'''
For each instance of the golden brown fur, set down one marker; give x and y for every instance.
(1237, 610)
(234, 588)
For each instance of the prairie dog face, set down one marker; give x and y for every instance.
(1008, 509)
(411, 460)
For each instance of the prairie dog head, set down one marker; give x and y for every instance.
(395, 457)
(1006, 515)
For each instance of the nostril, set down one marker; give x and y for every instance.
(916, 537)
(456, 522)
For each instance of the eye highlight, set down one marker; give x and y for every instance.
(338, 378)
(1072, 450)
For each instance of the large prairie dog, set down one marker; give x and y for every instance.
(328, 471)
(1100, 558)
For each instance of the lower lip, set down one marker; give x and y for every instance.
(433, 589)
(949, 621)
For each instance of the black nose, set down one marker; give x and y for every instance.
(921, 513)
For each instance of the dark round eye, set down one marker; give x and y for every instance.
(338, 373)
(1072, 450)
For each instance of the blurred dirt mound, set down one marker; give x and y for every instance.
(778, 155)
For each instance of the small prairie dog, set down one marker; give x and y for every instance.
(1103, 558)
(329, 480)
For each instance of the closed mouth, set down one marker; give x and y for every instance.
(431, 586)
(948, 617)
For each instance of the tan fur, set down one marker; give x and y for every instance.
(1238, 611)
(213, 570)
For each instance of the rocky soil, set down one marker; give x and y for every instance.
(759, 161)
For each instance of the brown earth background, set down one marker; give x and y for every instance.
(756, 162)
'''
Work required:
Write the records again exactly as they stand.

Task solution:
For each instance of the golden brown fur, set down one marker; give x and y for every instance.
(1237, 610)
(234, 588)
For each instance of the prairie dog face, set down one marker; give x and y for every instance.
(1008, 509)
(411, 460)
For each instance of the prairie dog head, set down one marker; give x and y for every instance.
(395, 457)
(1006, 515)
For each instance of the nostril, set down one marker; give x and y for every instance.
(916, 537)
(456, 522)
For each instance of the eye highlight, set down one marker; give x and y for every instance.
(338, 378)
(1072, 450)
For each instance of the large prairie dog, set down one marker; give x and y for every instance.
(328, 471)
(1100, 558)
For each instance of the lower lip, set down one marker; give x and y for every instance.
(433, 589)
(949, 621)
For each instance of the black nose, set down one marker; give x and y for every instance.
(921, 513)
For each instance of the dark round eye, set down one marker; give x and y for every instance.
(338, 373)
(1072, 450)
For each instance of the blurred dirt mound, set down one marker; give x and y for every instance.
(778, 155)
For each instance of the small prairie dog, set down one marker; give x and y for every instance.
(1103, 558)
(329, 480)
For each instance of the closed mouth, set down one marker; give x and y for every instance.
(431, 586)
(948, 617)
For each instance of the tan fur, set down one marker; give x and y for every instance.
(1238, 611)
(213, 570)
For each instance of the rocky soil, set down one marker; give x and y for every instance.
(759, 161)
For each instance of the brown earth background, set down one marker; give x and y for every instance.
(756, 162)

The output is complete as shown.